[Record excerpts]
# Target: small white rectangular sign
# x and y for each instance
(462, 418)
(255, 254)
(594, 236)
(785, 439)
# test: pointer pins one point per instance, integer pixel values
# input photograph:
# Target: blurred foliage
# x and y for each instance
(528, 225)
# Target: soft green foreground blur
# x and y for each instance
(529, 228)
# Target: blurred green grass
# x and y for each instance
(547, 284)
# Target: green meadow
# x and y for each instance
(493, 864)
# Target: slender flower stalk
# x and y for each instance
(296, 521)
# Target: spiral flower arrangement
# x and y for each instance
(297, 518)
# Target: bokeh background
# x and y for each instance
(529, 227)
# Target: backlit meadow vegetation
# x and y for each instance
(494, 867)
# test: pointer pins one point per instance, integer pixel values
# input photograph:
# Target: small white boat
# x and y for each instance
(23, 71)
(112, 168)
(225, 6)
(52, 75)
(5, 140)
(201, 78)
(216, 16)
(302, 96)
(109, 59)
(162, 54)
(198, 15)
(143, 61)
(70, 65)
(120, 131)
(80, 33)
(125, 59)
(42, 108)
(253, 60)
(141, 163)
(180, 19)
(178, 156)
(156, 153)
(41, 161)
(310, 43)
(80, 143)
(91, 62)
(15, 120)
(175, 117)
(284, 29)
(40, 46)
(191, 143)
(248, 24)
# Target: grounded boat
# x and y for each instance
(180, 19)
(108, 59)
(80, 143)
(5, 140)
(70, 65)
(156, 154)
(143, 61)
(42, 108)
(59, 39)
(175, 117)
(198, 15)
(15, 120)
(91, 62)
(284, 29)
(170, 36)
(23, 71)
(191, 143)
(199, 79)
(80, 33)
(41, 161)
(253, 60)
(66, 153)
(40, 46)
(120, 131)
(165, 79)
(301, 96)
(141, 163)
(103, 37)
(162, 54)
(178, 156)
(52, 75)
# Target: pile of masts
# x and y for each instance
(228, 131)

[Work item] Print the listing in full, exactly as given.

[Solution to the problem]
# Target: small white rectangular sign
# x and y for each instance
(462, 418)
(255, 254)
(594, 236)
(785, 439)
# test: pointer pins one point per instance, integer pixel values
# input photograph:
# Target: blurred foliage
# x and y for each instance
(528, 225)
# Target: soft green foreground blur
# x and y for each instance
(529, 228)
# Target: blurred green grass
# x and y for each instance
(547, 284)
# Target: green meadow
# x and y for each instance
(493, 864)
# Target: slender flower stalk
# x and y for each instance
(296, 521)
# Target: spiral flower arrangement
# x and y for each instance
(297, 518)
# Target: bokeh background
# x and y for each instance
(529, 227)
# Target: backlit meadow vegetation
# x and y for each instance
(494, 867)
# test: pointer pins one point per instance, integer pixel values
# input photograph:
# Target: small white boat
# x and y for each instance
(23, 71)
(112, 168)
(225, 6)
(52, 75)
(5, 140)
(201, 78)
(216, 16)
(302, 96)
(109, 59)
(162, 54)
(198, 15)
(143, 61)
(70, 65)
(120, 131)
(80, 33)
(125, 59)
(42, 108)
(253, 60)
(141, 163)
(180, 19)
(178, 156)
(156, 153)
(41, 161)
(310, 43)
(80, 143)
(91, 62)
(15, 120)
(175, 117)
(284, 29)
(40, 46)
(191, 143)
(248, 24)
# Target: grounded boat
# x and y for each instance
(180, 19)
(108, 59)
(80, 143)
(5, 140)
(70, 65)
(156, 154)
(143, 61)
(42, 108)
(59, 39)
(175, 117)
(198, 15)
(15, 120)
(91, 62)
(284, 29)
(170, 36)
(23, 71)
(191, 143)
(199, 79)
(80, 33)
(41, 161)
(253, 60)
(66, 153)
(40, 46)
(120, 131)
(165, 79)
(301, 96)
(141, 163)
(103, 37)
(162, 54)
(178, 156)
(52, 75)
# Target: pile of masts
# x and y for each instance
(228, 131)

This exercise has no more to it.